--- begin Material for this exercise ---

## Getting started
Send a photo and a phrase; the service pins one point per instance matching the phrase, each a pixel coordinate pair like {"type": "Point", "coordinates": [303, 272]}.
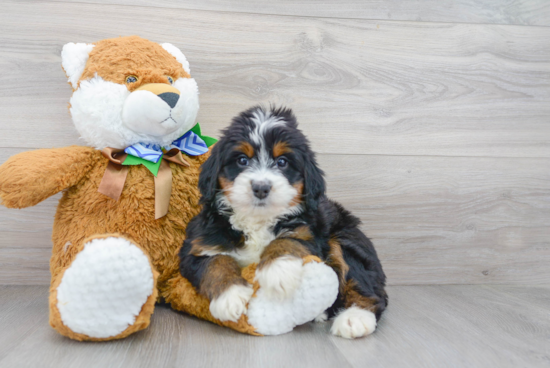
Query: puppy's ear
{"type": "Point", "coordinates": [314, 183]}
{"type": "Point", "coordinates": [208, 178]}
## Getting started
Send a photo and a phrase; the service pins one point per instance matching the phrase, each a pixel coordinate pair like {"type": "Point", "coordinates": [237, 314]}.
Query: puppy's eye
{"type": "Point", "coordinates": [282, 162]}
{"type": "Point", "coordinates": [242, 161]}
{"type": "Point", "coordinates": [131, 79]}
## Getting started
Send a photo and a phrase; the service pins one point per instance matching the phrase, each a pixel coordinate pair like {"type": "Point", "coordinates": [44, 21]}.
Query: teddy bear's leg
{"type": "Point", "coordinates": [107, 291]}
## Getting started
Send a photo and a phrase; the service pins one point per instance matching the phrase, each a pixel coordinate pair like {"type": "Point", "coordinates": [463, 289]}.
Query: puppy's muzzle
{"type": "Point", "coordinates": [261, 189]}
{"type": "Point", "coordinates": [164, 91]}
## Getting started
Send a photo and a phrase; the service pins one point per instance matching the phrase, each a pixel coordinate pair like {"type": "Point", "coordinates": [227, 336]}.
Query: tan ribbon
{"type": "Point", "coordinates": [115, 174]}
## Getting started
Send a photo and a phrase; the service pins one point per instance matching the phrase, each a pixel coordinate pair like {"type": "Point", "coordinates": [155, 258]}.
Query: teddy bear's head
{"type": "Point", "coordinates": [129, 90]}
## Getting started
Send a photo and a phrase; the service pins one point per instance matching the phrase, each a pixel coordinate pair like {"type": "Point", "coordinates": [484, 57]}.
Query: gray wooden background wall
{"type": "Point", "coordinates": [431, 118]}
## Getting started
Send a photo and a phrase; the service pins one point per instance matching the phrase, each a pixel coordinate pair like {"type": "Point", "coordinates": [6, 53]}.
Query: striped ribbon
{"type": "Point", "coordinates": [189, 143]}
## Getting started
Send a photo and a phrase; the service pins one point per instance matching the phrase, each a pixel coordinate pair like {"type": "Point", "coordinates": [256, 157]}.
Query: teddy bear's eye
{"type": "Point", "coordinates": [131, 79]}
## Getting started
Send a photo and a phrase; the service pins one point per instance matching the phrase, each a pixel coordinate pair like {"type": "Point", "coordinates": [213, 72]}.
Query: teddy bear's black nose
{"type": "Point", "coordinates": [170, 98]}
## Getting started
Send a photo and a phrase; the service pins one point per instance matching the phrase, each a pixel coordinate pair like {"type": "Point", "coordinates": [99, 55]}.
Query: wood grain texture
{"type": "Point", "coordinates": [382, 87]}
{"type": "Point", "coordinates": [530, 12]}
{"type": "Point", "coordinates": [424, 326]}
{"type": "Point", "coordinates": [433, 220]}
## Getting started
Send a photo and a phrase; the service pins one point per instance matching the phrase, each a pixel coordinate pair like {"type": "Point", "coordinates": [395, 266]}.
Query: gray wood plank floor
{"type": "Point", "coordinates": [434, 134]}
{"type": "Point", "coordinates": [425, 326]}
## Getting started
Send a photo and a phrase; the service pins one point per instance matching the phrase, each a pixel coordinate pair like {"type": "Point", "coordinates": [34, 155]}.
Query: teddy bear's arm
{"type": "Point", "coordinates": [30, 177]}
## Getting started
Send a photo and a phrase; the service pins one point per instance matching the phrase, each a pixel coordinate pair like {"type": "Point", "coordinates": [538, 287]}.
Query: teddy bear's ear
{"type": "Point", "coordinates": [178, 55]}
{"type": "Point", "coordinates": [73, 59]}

--- end Material for this exercise ---
--- begin Material for this exercise ---

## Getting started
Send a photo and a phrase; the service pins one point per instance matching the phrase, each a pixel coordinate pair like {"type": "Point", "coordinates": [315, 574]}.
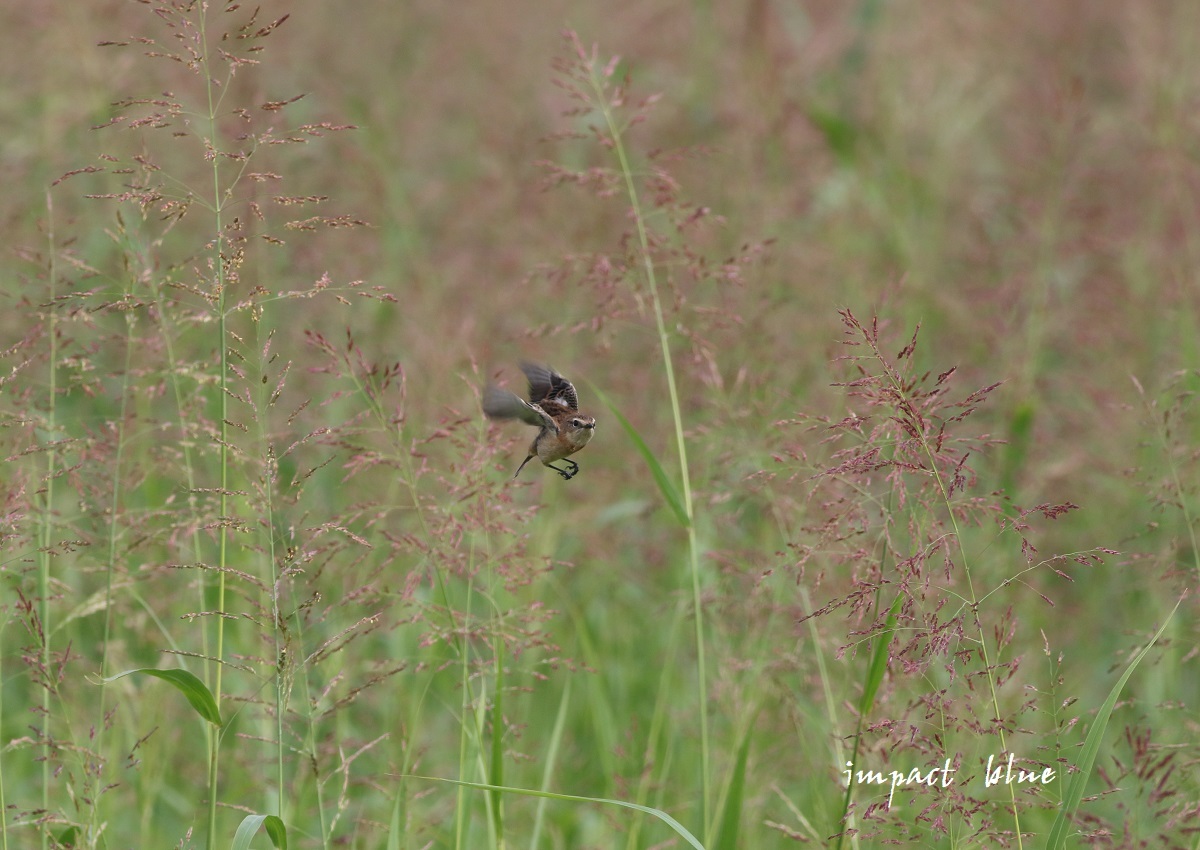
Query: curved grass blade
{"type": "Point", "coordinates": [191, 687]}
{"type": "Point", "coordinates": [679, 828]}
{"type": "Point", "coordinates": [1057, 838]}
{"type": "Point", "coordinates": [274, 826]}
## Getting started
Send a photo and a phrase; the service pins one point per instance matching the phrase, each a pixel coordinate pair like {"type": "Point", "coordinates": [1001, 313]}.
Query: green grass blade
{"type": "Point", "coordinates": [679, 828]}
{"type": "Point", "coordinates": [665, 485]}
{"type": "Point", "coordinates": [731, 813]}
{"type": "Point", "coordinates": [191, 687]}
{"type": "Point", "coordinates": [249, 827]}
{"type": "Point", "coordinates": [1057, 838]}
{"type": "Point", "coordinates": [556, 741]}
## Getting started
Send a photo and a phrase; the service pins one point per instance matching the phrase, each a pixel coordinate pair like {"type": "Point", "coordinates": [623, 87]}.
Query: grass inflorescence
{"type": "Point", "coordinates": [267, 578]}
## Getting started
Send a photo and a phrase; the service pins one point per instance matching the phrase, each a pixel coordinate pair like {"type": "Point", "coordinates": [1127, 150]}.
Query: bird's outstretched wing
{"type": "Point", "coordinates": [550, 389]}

--- end Material for this exercise ---

_Problem to work on_
Gather every line in the rows above that contains the word "ribbon" and list those lines.

_Solution to this problem_
Query: tan ribbon
Query: striped ribbon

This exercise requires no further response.